[Start Supplied material]

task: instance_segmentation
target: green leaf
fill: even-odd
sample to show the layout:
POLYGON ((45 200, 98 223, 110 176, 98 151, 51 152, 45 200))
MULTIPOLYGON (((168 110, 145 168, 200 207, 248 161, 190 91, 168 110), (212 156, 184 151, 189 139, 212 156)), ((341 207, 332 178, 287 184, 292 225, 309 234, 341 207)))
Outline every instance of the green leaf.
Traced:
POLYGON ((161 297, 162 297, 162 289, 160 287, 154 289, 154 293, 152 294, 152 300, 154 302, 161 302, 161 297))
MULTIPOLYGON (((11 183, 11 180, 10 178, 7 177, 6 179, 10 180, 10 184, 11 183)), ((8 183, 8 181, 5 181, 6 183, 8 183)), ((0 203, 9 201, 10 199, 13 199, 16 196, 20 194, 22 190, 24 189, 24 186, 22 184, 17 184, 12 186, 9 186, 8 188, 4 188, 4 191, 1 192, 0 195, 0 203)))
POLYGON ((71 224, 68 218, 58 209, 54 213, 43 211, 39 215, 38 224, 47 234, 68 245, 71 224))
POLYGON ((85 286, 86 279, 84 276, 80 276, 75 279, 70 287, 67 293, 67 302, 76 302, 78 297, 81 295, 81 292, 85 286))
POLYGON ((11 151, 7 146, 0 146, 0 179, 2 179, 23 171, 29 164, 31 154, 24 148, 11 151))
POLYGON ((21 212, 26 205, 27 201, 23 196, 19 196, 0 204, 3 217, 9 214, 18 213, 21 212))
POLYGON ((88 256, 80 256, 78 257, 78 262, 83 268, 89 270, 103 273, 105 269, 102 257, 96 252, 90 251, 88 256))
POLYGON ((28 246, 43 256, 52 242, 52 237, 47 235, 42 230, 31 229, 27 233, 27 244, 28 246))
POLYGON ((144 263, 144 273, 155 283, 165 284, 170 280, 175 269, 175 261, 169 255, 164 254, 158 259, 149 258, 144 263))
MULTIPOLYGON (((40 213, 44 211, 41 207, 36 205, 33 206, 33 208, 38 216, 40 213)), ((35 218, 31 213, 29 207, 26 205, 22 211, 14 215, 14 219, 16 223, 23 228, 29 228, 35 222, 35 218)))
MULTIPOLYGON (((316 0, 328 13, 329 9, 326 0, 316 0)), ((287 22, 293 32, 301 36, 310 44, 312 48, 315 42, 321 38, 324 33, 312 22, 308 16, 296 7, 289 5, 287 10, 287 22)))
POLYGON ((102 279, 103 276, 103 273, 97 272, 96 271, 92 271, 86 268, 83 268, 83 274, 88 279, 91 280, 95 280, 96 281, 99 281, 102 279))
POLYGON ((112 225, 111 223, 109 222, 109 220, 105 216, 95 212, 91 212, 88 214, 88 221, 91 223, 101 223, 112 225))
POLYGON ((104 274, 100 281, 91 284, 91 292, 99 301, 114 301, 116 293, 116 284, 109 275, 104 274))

[End Supplied material]

Problem to work on: Copy every one of the records above, line for line and character for character.

Correct response:
task: instance_segmentation
target: green leaf
fill: even-odd
sample to show the layout:
POLYGON ((45 200, 98 223, 110 176, 98 151, 51 152, 45 200))
MULTIPOLYGON (((168 110, 145 168, 200 207, 248 161, 190 91, 168 110), (212 156, 184 151, 189 139, 212 156)), ((341 207, 332 178, 287 184, 292 225, 309 234, 341 207)))
Outline every instance of the green leaf.
Traced:
POLYGON ((161 297, 162 297, 162 289, 160 287, 154 289, 154 293, 152 294, 152 300, 154 302, 161 302, 161 297))
MULTIPOLYGON (((11 183, 11 180, 10 178, 7 177, 6 179, 10 180, 10 184, 11 183)), ((8 183, 8 181, 5 181, 6 183, 8 183)), ((0 203, 9 201, 10 199, 13 199, 16 196, 20 194, 22 190, 24 189, 24 186, 22 184, 17 184, 12 186, 9 186, 8 188, 4 188, 4 191, 1 192, 0 195, 0 203)))
POLYGON ((71 224, 68 218, 58 209, 54 213, 43 211, 39 215, 38 224, 47 234, 68 245, 71 224))
POLYGON ((85 286, 86 279, 84 276, 80 276, 75 279, 70 287, 67 293, 67 302, 76 302, 78 297, 81 295, 81 292, 85 286))
POLYGON ((11 151, 7 146, 0 146, 0 179, 2 179, 23 171, 29 164, 31 154, 24 148, 11 151))
POLYGON ((21 212, 26 205, 27 201, 23 196, 19 196, 0 204, 3 217, 9 214, 18 213, 21 212))
POLYGON ((88 256, 80 256, 78 257, 78 262, 83 268, 89 270, 103 273, 105 269, 102 257, 96 252, 90 251, 88 256))
POLYGON ((28 246, 43 256, 52 242, 52 237, 47 235, 42 230, 31 229, 27 233, 27 244, 28 246))
POLYGON ((144 263, 144 273, 155 283, 165 284, 170 280, 175 269, 175 261, 169 255, 164 254, 158 259, 149 258, 144 263))
MULTIPOLYGON (((40 213, 44 211, 41 207, 36 205, 33 206, 33 208, 38 216, 40 213)), ((35 218, 31 213, 29 207, 26 205, 22 211, 14 215, 14 219, 16 223, 23 228, 29 228, 35 222, 35 218)))
MULTIPOLYGON (((316 0, 328 13, 329 9, 326 0, 316 0)), ((287 22, 293 32, 301 36, 310 44, 312 48, 315 42, 321 38, 324 33, 312 22, 308 16, 296 7, 289 5, 287 10, 287 22)))
POLYGON ((102 279, 103 276, 103 273, 97 272, 96 271, 92 271, 86 268, 83 268, 83 274, 88 279, 91 280, 95 280, 96 281, 99 281, 102 279))
POLYGON ((112 225, 111 223, 109 222, 109 220, 105 216, 95 212, 91 212, 88 214, 88 221, 91 223, 101 223, 112 225))
POLYGON ((104 274, 100 281, 91 284, 91 292, 99 301, 114 301, 116 293, 116 284, 109 275, 104 274))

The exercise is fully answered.